I also believe in really knowing the habits of what you keep.  The problem is that I have recently been reading a lot about how CO2 is a more important factor with regard to the more difficult plants than light.  Much of the older literature has not caught up with this concept, so researching the plants have been difficult as they tend to list light requirements first and are then vague about CO2, and the light requirements are often sky-high for the more challenging plants.  Especially with regard to the Nesea and Myriophylum.  SuperColey1's grown R. Macrandra in less that 1WPG, but he has CO2 injection, which lends credence to the concept I've been reading about.  I am conducting a bit of an experiment with the Nesea and the Myrio as I don't think this nano has very much light, despite the 3WPG number.  But I will be providing good CO2 and good ferts.  If they do well, then this also lends support to that concept.  For me, those are the toughest, everything else on that list is going to be much easier, as I have grown most of the species without the benefit of CO2 injection or ferts in moderate light levels.  If I fail, there is always Alternantera reineckii!   

llj


----------



## AdAndrews (8 Aug 2009)

*Re: lljdma06's New Nano Dutch!  Moss musings and Fish choices*



			
				lljdma06 said:
			
		

> Thank you, Adam.  I am this anal normally, so the write up is only an extension of this.

::::::::::

INSTRUCTION 1:
Reproduce the aquarium post word for word, between "## AdAndrews (8" and "extension of this.", inclusive.
INSTRUCTION 2:
Decide whether each statement agrees with the aquarium post, answering yes or no and quoting the words that settle it. (a) SuperColey1 grew R. Macrandra without CO2 injection. (b) The writer believes the nano gets plenty of light. (c) Alternantera reineckii is named as a fallback if the writer fails.

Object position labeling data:
::::::::::

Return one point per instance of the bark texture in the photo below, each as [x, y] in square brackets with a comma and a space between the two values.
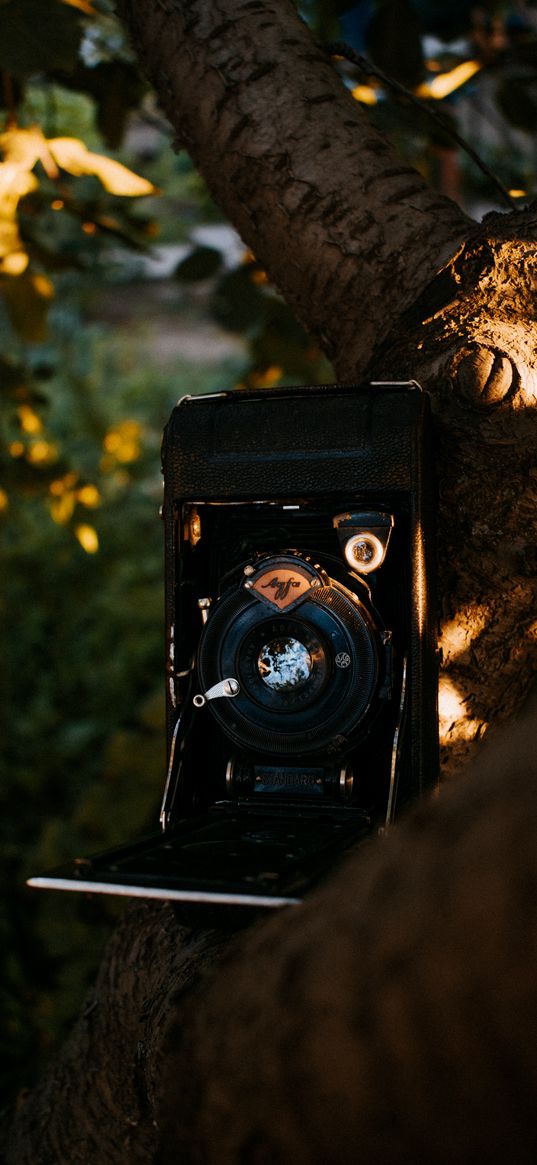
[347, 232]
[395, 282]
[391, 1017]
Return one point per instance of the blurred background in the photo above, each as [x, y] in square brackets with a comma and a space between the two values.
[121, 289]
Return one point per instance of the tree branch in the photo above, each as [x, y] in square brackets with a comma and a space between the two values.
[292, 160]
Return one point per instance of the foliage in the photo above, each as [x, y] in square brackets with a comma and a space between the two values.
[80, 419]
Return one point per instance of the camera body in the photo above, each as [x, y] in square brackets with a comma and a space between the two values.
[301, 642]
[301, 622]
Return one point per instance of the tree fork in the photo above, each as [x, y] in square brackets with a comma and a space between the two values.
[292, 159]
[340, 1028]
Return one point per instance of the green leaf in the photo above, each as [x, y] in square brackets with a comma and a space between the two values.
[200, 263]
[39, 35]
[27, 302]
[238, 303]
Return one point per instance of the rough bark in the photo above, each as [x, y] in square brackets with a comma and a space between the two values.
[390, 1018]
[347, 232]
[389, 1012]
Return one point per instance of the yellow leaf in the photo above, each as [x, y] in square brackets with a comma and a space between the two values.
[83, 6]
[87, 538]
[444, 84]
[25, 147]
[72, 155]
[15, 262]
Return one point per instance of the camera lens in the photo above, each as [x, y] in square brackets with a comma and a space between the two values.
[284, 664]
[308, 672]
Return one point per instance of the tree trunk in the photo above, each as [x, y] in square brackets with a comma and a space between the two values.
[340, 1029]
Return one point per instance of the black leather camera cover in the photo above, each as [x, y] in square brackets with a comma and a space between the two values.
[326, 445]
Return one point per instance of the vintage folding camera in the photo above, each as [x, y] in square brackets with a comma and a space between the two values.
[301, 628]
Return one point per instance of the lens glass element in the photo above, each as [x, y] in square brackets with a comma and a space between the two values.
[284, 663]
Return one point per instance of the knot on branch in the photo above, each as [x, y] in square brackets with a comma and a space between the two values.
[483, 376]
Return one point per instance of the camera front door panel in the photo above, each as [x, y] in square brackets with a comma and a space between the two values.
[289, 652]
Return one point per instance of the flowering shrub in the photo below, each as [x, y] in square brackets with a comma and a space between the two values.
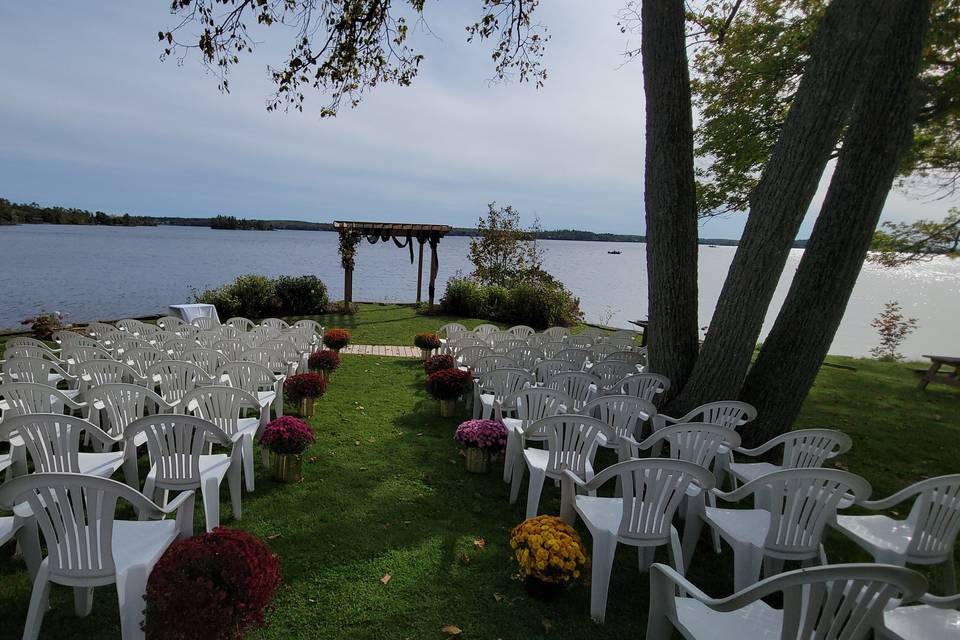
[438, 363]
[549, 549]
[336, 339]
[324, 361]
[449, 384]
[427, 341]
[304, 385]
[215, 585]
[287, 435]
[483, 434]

::::::::::

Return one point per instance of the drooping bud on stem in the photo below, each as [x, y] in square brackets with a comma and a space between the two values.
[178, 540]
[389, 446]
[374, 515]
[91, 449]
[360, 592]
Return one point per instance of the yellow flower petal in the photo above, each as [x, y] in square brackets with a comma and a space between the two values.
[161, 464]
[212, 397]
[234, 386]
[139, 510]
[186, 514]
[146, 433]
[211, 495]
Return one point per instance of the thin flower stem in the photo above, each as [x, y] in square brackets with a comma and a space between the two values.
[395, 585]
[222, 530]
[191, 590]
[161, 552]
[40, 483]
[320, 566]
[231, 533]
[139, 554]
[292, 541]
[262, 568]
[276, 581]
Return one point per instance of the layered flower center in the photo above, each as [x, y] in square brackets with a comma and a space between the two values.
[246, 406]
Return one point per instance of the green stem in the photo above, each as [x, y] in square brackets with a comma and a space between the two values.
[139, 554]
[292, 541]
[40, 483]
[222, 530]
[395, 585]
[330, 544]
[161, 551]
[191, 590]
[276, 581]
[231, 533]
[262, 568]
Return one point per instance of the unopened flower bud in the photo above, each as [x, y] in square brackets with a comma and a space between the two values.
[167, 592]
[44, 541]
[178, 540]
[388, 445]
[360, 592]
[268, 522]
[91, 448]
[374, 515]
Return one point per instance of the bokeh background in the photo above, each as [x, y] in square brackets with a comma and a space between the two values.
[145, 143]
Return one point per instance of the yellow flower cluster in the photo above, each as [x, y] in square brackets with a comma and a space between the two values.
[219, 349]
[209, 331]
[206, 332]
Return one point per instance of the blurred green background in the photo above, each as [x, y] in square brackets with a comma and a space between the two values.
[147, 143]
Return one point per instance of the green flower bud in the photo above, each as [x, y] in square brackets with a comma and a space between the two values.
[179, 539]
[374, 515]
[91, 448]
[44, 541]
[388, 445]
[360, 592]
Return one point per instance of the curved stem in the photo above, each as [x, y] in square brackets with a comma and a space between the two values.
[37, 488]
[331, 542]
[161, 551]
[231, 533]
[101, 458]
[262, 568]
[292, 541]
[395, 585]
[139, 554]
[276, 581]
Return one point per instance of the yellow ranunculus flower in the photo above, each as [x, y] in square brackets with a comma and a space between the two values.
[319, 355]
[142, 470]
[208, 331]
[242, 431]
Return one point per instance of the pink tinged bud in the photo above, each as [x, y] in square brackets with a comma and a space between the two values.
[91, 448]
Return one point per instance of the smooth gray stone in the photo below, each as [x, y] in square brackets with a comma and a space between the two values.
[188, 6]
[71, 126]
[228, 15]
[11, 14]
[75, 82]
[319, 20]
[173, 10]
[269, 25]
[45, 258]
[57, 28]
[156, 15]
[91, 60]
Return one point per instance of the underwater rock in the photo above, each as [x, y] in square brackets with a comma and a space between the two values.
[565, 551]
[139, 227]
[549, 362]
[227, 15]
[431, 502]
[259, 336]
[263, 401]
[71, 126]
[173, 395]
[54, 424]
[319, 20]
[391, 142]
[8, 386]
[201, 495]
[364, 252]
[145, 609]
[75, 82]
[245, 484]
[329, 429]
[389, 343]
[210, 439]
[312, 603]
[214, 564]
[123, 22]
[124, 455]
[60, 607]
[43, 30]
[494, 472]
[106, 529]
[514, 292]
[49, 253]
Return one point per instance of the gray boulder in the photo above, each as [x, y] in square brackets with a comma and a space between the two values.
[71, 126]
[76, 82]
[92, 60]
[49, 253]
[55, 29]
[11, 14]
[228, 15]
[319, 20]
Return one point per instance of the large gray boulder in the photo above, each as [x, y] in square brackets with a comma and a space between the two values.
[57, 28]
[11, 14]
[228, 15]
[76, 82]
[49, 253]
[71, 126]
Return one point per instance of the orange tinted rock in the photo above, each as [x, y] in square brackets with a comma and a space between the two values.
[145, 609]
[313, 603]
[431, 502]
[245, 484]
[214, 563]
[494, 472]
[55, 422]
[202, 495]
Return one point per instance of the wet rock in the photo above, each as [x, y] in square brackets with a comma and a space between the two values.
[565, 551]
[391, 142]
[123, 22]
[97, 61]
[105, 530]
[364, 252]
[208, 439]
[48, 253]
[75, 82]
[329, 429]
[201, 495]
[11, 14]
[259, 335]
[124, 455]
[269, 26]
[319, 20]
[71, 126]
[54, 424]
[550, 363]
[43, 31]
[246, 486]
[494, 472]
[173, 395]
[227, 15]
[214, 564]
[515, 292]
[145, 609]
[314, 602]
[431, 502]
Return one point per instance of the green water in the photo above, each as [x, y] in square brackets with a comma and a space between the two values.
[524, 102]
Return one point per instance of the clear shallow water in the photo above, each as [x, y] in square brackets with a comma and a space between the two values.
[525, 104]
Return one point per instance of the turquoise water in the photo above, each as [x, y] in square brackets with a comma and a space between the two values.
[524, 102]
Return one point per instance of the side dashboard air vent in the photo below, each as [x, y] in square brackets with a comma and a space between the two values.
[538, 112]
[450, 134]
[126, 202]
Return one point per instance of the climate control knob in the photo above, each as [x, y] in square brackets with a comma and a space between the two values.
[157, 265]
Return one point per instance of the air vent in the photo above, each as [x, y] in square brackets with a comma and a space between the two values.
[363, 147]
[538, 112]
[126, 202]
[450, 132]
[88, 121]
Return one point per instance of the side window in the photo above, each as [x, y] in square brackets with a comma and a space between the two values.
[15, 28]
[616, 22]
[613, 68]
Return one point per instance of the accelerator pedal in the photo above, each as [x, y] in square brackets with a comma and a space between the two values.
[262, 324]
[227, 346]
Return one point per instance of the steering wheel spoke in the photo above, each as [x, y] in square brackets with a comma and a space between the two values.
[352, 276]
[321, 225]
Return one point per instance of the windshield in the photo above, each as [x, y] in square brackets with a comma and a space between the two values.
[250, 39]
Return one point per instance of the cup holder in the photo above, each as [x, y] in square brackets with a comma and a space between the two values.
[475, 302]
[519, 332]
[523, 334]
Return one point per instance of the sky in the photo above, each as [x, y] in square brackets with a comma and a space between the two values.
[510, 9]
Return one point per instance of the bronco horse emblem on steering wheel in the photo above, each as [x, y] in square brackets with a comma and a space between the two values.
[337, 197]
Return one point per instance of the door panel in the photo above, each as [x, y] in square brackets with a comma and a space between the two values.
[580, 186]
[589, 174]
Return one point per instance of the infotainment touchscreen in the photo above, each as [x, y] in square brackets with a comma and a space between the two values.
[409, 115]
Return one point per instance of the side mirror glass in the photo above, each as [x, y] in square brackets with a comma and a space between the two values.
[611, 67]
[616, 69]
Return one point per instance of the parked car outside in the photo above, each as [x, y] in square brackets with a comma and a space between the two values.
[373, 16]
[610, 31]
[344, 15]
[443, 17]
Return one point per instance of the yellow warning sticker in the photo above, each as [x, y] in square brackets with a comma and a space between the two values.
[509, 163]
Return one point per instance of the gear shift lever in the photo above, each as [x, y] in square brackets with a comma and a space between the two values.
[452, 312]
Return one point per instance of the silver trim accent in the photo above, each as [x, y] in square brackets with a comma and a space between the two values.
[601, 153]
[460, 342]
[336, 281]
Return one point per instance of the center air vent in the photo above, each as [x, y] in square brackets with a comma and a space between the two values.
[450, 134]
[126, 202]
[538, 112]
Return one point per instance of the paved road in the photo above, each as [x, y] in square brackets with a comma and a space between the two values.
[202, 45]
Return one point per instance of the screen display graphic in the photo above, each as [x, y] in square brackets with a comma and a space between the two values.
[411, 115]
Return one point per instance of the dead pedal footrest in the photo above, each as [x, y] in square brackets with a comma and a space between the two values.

::::::::::

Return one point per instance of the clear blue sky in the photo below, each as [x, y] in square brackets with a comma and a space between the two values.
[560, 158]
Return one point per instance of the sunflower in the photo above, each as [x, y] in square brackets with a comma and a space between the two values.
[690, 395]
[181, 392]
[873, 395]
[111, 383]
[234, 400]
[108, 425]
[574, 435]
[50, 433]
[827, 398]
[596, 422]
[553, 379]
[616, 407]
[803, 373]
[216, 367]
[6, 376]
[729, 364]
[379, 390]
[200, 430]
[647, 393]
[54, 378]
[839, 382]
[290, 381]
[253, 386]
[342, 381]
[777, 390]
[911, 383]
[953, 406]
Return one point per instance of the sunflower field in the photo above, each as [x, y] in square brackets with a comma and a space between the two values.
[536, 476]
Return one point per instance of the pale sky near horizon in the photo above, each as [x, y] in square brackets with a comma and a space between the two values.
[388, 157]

::::::::::

EXERCISE OUTPUT 1:
## AdAndrews (8 Aug 2009)

*Re: lljdma06's New Nano Dutch!  Moss musings and Fish choices*



			
				lljdma06 said:
			
		

> Thank you, Adam.  I am this anal normally, so the write up is only an extension of this.

EXERCISE OUTPUT 2:
(a) No: "but he has CO2 injection"
(b) No: "I don't think this nano has very much light, despite the 3WPG number"
(c) Yes: "If I fail, there is always Alternantera reineckii!"